◆ Directions for this task:
Please copy the data starting at the line that contains "Please provide the mask of every instance of the green" and stopping after the last line of the data. Raise every coordinate in the answered outlines by 22, and leave all other lines unchanged.

◆ Exercise materials:
━━━━━━━━━━━━━━━━
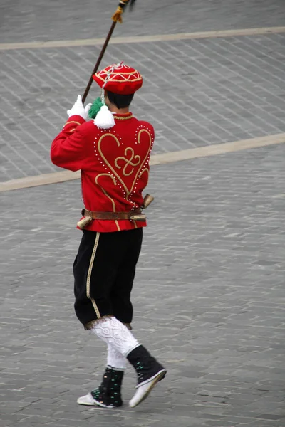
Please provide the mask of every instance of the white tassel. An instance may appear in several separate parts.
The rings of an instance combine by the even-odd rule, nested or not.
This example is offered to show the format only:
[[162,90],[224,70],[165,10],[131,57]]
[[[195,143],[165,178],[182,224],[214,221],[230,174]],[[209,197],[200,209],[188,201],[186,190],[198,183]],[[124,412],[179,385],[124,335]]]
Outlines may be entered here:
[[102,105],[94,119],[94,124],[100,129],[110,129],[115,126],[114,117],[107,105]]

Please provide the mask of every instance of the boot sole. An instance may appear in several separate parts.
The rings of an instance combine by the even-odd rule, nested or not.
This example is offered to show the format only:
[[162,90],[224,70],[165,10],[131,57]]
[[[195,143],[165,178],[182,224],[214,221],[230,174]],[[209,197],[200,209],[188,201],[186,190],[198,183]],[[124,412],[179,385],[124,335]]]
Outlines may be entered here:
[[159,381],[161,381],[164,379],[164,377],[166,375],[166,369],[163,369],[162,371],[160,371],[160,372],[158,372],[157,376],[150,382],[149,387],[147,389],[147,390],[145,390],[145,394],[142,396],[140,399],[138,401],[135,405],[129,405],[130,408],[135,408],[135,406],[138,406],[138,405],[141,404],[147,397],[147,396],[150,394],[150,391],[152,390],[153,387],[156,385],[156,384]]

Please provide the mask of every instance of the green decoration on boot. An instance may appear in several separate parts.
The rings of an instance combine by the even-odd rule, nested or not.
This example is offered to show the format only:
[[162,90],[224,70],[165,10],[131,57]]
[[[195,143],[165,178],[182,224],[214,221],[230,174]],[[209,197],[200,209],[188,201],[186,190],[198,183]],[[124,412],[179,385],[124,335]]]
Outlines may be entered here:
[[91,105],[90,109],[89,110],[88,115],[90,119],[95,119],[102,105],[103,104],[101,102],[101,98],[98,97],[95,100],[94,102]]

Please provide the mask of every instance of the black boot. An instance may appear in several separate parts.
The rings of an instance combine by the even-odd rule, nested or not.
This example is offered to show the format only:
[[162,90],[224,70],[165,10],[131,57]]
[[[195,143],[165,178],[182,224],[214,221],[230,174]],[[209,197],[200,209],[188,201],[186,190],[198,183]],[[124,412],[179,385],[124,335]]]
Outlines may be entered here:
[[94,405],[104,408],[119,407],[123,405],[120,394],[124,371],[107,367],[100,385],[87,394],[80,397],[77,403],[81,405]]
[[142,401],[155,384],[166,375],[167,370],[147,350],[140,345],[132,350],[127,359],[135,368],[138,374],[138,390],[129,402],[133,408]]

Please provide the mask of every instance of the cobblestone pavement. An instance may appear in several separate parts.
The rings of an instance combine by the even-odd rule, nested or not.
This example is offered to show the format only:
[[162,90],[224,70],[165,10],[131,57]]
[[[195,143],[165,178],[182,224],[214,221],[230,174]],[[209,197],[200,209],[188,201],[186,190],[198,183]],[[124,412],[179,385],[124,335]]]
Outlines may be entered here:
━━━━━━━━━━━━━━━━
◆ Task response:
Please provide the mask of every instance of the green decoration on boot. An instance may appear in several separate parts.
The rings of an instance combine by the even-odd rule, nested or not.
This example is offered to show the format only:
[[162,90],[224,70],[165,10],[131,57]]
[[[195,143],[165,178],[182,224],[214,221],[230,174]],[[209,197],[200,209],[188,201],[186,190],[198,183]],[[124,412],[179,385],[124,335]]]
Outlines may be entered here:
[[113,127],[112,131],[111,132],[110,137],[112,141],[117,141],[124,127],[125,126],[123,124],[123,120],[120,119],[117,122],[116,124]]

Please provide the mask of every instance of the black boot. An instance may appear in several separate parts.
The rings of an instance combine by the even-odd rule, nested or not.
This example is offered to show the format only:
[[162,90],[224,70],[165,10],[131,57]]
[[[195,143],[165,178],[182,224],[214,221],[230,174]],[[209,197],[200,209],[188,201],[186,190],[198,183]],[[124,412],[179,385],[124,335]]]
Outlines may be entered here:
[[116,427],[126,430],[141,429],[145,427],[142,416],[146,393],[129,389],[122,407],[109,416],[102,419],[99,425],[103,427]]
[[164,423],[177,406],[188,397],[189,392],[169,372],[162,367],[154,372],[149,381],[157,390],[160,396],[160,412],[151,424],[155,430]]

Please provide the mask of every instance of the cobblestone pavement. An instance may appear in several separate parts.
The rings of an instance combine by the even-odd rule, nested or not.
This example is offered to show the format only:
[[162,90],[224,70],[165,10],[131,57]]
[[[195,143],[165,178],[182,224],[214,221],[230,174]],[[209,197],[200,209],[188,201],[186,190],[198,183]],[[124,412],[179,385],[124,335]]]
Outlines may be entered here:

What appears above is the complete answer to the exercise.